List of tasks.
- 1) Decide whether each statement below agrees with the job posting, answering yes or no and quoting the words from the posting that settle it. (a) The position is fully remote and open to candidates in Canada. (b) The role is part-time. (c) The hire will join the Database Operations team.
- 2) Pick up the job posting after its last line and extend it.

# START OF Supplied passage

Enable job alerts via email!

Intermediate Site Reliability Engineer, Database Operations

GitLab

Canada

Remote

CAD 80,000 - 110,000

Full time

Today

Be an early applicant

Job summary

A leading software company is seeking an Intermediate Site Reliability Engineer specializing in PostgreSQL to join their Database Operations team. This role involves automating operational tasks, enhancing database reliability, and supporting product teams. Candidates should have hands-on experience with PostgreSQL in high-growth environments and be proficient in automation tools like Chef and Ansible. This fully remote position is open to candidates in Canada.

Qualifications

Experience with high-growth production environments using PostgreSQL.
Hands-on experience using PostgreSQL internals for troubleshooting.
Experience with infrastructure automation tools.

Responsibilities

Automate operational tasks for user-facing services.

# END OF Supplied passage
# START OF Data excerpts

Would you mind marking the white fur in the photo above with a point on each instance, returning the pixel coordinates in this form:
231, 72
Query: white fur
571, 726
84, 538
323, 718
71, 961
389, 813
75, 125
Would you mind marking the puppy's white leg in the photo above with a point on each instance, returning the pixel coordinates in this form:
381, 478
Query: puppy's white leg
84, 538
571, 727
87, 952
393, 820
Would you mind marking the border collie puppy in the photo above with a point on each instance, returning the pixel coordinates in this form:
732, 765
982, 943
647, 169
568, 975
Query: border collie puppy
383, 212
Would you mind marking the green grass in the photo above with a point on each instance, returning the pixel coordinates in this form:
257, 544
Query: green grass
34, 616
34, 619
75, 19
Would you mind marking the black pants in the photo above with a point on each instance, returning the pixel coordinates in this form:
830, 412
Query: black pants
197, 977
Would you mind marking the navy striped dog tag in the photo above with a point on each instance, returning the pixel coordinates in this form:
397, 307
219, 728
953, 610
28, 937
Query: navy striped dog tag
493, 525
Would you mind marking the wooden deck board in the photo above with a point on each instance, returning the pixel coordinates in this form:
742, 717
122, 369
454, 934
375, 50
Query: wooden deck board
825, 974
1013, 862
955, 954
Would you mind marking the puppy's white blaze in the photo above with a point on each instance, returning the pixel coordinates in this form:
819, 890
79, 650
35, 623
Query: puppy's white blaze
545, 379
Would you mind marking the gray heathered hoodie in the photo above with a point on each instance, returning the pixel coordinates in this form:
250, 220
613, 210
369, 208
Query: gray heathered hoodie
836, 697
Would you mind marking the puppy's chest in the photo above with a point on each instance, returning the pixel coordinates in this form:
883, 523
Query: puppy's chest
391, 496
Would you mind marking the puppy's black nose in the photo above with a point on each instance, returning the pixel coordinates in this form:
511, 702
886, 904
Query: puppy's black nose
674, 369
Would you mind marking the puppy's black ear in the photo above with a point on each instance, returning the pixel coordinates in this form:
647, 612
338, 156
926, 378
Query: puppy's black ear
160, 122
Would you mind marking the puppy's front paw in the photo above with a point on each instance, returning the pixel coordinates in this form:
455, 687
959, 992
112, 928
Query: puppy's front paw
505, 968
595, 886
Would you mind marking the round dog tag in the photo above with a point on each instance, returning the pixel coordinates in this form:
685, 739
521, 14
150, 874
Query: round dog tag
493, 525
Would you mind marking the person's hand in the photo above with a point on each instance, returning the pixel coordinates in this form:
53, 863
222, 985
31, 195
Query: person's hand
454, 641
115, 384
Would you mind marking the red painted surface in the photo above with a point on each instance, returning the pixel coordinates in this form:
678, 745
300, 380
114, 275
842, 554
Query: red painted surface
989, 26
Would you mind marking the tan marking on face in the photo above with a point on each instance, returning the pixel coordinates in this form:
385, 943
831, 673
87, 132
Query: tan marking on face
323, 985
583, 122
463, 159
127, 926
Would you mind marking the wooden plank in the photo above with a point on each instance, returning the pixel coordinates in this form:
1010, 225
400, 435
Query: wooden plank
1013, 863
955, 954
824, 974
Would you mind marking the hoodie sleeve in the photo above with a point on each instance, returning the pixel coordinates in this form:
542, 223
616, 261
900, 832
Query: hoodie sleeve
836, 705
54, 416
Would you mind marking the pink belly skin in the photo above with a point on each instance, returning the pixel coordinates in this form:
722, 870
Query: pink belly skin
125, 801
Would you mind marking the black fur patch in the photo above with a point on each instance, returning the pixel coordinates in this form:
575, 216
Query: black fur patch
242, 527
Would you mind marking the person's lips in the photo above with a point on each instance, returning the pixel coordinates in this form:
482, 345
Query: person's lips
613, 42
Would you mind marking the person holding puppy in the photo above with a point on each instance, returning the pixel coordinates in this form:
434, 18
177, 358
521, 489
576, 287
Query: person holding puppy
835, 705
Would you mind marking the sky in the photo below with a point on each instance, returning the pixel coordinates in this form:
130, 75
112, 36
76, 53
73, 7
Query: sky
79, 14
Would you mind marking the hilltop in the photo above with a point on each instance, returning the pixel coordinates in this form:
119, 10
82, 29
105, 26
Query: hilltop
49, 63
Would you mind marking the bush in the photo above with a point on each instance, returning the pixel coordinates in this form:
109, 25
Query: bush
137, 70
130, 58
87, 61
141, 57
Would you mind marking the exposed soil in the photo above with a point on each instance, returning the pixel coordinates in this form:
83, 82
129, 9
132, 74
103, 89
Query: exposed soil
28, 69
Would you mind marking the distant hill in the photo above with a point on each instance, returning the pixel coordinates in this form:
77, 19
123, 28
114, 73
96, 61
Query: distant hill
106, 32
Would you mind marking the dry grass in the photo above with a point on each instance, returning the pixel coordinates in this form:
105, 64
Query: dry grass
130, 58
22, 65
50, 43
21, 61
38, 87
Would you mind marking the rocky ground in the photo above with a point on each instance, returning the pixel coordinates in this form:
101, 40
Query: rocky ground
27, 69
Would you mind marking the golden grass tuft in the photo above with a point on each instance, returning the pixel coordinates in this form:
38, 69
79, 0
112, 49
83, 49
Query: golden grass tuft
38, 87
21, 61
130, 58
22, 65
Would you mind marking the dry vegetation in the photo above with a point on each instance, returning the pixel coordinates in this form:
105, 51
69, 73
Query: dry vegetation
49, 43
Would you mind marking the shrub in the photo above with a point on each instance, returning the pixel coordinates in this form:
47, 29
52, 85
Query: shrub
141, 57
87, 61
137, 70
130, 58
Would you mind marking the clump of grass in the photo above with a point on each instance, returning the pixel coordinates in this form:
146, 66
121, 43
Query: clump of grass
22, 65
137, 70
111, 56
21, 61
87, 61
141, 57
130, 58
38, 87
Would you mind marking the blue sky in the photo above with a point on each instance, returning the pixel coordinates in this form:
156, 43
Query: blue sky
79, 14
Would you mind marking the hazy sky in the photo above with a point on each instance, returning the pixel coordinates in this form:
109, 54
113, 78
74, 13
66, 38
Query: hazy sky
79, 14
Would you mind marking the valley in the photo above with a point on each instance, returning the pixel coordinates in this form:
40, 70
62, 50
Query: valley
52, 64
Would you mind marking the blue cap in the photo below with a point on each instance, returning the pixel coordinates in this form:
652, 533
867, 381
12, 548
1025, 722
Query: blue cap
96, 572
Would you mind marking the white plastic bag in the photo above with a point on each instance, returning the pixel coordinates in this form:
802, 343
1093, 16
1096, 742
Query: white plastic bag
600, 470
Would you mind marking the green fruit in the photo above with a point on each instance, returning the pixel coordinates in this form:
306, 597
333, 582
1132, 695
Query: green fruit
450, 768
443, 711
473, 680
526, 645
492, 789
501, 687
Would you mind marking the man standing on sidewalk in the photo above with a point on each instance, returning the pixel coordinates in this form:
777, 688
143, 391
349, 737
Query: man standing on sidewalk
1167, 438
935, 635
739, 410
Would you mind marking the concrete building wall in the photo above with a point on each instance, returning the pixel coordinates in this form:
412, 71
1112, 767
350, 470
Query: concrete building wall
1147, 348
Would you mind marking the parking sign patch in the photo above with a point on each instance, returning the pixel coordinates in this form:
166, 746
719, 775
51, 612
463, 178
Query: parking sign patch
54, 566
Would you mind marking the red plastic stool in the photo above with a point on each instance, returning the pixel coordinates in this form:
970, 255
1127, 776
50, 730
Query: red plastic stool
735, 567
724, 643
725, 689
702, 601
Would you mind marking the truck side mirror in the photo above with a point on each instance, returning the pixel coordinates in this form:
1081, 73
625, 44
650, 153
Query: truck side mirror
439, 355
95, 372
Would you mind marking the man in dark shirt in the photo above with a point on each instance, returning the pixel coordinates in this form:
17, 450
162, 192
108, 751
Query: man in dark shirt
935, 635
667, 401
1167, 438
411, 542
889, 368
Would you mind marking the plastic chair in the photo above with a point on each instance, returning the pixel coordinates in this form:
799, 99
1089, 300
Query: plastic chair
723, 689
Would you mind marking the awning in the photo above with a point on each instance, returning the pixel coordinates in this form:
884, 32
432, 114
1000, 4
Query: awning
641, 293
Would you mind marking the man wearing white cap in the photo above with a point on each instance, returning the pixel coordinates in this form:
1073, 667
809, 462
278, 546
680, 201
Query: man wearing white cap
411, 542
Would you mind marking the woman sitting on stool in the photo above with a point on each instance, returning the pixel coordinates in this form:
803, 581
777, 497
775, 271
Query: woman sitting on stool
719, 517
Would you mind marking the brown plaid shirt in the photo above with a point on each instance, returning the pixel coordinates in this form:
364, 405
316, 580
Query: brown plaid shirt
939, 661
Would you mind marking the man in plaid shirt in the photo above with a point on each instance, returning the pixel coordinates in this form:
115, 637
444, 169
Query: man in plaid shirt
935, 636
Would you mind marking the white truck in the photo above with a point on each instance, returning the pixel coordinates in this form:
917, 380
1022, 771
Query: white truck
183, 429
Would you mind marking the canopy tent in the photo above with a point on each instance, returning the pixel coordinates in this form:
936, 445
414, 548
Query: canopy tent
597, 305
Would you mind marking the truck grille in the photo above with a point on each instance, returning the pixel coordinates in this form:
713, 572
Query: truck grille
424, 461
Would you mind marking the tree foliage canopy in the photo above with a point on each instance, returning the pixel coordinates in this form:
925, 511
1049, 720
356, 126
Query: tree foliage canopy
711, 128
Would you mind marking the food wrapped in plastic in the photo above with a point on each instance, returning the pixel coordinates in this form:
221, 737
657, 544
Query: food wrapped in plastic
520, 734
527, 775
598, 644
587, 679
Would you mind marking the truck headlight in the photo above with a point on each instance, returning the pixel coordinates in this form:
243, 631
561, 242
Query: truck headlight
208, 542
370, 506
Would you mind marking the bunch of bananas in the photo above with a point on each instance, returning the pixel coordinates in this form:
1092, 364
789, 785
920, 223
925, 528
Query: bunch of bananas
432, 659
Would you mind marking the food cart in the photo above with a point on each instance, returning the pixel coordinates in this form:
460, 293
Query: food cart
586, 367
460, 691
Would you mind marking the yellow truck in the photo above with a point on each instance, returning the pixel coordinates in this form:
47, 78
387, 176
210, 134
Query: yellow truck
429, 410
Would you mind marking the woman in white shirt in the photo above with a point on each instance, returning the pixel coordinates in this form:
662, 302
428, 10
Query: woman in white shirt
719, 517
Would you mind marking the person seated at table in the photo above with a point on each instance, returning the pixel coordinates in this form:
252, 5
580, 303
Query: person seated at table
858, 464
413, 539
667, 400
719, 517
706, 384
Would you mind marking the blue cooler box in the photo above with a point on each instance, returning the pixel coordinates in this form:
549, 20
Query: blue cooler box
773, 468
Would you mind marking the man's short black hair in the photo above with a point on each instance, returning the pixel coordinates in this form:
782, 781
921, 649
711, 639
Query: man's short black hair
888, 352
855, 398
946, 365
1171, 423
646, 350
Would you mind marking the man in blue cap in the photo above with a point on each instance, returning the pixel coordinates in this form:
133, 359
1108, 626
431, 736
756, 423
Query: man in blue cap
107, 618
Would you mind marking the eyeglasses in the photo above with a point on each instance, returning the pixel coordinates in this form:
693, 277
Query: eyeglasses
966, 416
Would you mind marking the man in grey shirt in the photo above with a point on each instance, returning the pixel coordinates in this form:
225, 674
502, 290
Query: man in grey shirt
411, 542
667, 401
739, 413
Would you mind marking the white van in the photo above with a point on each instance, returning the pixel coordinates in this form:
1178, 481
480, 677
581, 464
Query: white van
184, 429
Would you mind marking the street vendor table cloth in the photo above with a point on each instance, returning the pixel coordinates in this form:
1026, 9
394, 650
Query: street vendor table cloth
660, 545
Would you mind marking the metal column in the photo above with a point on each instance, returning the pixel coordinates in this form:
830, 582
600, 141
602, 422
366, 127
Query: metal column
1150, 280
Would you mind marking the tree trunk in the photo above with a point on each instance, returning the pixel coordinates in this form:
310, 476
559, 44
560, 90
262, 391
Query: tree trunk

# END OF Data excerpts

Answers given.
- 1)
(a) Yes: "This fully remote position is open to candidates in Canada."
(b) No: "Full time"
(c) Yes: "to join their Database Operations team"

- 2)
Respond to platform emergencies and customer escalations.
Collaborate with product teams to enhance database reliability.

Skills

Experience running PostgreSQL

Infrastructure automation

Understanding of SQL and PL/pgSQL

Excellent written and verbal English communication

Data modeling and data structure design

Tools

Chef

Ansible

Terraform

Intermediate Site Reliability Engineer, Database Operations

GitLab is an open-core software company that develops the AI-powered DevSecOps Platform used by more than 100,000 organizations. Our mission is to enable everyone to contribute to and co-create the software that powers our world. We embrace AI as a core productivity multiplier and expect team members to incorporate AI into daily workflows to drive efficiency, innovation, and impact.

Overview

Site Reliability Engineers (SREs) are responsible for keeping all user-facing services and other GitLab production systems running smoothly. SREs blend pragmatic operations with software craftsmanship, applying engineering principles, operational discipline, and automation to our environments and the GitLab codebase. We specialize in systems, including networking, the Linux kernel, and distributed systems.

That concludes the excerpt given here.